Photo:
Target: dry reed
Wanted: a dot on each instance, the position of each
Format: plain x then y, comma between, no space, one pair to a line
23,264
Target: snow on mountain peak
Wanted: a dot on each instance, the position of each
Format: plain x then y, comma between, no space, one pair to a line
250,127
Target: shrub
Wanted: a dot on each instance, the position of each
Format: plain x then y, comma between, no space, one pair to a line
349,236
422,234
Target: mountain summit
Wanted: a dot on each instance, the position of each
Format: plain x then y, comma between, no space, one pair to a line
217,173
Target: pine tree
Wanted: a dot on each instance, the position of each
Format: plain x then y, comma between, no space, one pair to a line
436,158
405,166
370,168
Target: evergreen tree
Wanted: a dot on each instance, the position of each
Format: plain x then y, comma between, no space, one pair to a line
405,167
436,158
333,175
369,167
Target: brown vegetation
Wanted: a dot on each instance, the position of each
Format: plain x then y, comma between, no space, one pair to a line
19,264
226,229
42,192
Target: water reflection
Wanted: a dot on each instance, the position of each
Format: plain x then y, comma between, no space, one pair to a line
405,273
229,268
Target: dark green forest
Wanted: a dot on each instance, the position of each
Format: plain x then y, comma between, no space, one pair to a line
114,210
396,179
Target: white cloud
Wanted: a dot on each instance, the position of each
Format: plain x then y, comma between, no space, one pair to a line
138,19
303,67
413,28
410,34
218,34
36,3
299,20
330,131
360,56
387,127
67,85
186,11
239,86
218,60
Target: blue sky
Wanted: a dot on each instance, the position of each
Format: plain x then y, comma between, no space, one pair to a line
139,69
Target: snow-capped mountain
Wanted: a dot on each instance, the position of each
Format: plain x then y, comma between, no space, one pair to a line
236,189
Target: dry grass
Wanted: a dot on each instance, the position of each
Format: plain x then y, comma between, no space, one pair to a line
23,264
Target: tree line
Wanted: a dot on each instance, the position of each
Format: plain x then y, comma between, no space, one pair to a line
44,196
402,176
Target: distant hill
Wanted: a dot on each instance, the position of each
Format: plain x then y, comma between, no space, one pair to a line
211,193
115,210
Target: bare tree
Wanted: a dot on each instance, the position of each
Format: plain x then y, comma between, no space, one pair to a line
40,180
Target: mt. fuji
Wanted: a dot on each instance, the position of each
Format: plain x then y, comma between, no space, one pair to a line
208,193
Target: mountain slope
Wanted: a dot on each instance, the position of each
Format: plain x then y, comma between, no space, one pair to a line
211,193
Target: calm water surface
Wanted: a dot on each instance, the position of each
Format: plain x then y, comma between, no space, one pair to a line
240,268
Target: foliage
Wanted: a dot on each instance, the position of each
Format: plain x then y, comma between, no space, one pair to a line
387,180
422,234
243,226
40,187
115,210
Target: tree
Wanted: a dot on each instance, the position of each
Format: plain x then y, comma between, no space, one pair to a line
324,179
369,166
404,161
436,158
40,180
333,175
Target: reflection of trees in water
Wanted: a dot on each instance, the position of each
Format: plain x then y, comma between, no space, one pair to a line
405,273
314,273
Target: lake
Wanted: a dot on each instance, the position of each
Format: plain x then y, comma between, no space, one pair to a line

════════════════════

**ASSIGNMENT:** Copy out every line of the material above that mentions the word "reflection".

**COMPLETED TASK:**
Target: water reflection
Target: reflection of trees in water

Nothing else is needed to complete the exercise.